Excerpts from a detection dataset:
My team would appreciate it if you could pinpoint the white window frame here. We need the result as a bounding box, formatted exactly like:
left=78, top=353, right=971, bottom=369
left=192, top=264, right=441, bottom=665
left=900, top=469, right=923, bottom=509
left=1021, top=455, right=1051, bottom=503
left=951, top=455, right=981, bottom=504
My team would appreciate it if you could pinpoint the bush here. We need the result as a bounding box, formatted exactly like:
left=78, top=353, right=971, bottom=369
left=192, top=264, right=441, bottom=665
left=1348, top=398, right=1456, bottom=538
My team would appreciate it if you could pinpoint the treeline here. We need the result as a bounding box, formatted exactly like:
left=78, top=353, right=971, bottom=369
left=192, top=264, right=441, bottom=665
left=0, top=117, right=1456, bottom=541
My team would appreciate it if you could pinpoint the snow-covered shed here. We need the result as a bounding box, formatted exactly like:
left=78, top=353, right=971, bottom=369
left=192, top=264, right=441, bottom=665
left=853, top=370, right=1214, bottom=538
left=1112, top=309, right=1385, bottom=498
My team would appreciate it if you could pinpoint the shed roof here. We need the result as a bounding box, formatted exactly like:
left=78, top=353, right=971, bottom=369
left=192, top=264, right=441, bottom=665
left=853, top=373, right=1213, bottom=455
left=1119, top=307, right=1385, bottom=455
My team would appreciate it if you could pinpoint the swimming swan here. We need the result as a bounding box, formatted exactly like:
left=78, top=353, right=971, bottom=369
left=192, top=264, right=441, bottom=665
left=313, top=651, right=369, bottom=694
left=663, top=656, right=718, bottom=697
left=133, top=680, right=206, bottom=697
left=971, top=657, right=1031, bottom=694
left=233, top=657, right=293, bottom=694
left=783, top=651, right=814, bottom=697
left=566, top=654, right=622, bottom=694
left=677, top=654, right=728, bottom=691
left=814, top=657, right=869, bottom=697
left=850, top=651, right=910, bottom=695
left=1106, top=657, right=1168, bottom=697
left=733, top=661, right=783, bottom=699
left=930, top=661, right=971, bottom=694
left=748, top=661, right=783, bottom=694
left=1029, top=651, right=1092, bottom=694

What is being asked: Please write out every one of the items above, keeping each line word for word and unchanged.

Final answer:
My team would appreciate it if you could pinpoint the white window frame here. We need the result as a bounding box, formatted exactly like:
left=78, top=353, right=971, bottom=369
left=192, top=264, right=441, bottom=665
left=900, top=469, right=923, bottom=509
left=1021, top=455, right=1051, bottom=503
left=951, top=455, right=981, bottom=504
My team would appreciate it if you could pinpoint the bush here. We need the result as a bounding box, formatted exactly like:
left=78, top=353, right=971, bottom=369
left=192, top=264, right=441, bottom=665
left=1348, top=398, right=1456, bottom=538
My team would appreciate it if you could pinpoint the treeline here. We need the result as a bounding box, formatted exactly like:
left=78, top=353, right=971, bottom=369
left=192, top=264, right=441, bottom=665
left=0, top=117, right=1456, bottom=541
My team would appreciate it if you could pinpoint the snow-covered shed here. We need the result as a bounding box, formatted exactly like:
left=78, top=353, right=971, bottom=369
left=192, top=264, right=441, bottom=665
left=853, top=370, right=1214, bottom=538
left=1112, top=309, right=1385, bottom=498
My team would appreciate it if you could pinpoint the shed roof here. We need the result as a bounding box, formatted exactly like:
left=78, top=353, right=971, bottom=369
left=192, top=264, right=441, bottom=665
left=853, top=373, right=1213, bottom=455
left=1119, top=307, right=1385, bottom=455
My team would appreciate it if you could pinpoint the swimming swan here. We need the result as a bounding box, formatted exactly like:
left=78, top=353, right=971, bottom=369
left=192, top=264, right=441, bottom=665
left=313, top=651, right=369, bottom=694
left=663, top=656, right=718, bottom=697
left=133, top=680, right=206, bottom=697
left=971, top=657, right=1031, bottom=694
left=233, top=657, right=293, bottom=694
left=783, top=651, right=814, bottom=697
left=566, top=654, right=622, bottom=694
left=677, top=654, right=728, bottom=691
left=814, top=657, right=869, bottom=697
left=850, top=651, right=910, bottom=695
left=1106, top=657, right=1168, bottom=697
left=733, top=661, right=783, bottom=699
left=930, top=661, right=971, bottom=694
left=748, top=661, right=783, bottom=694
left=1029, top=651, right=1092, bottom=694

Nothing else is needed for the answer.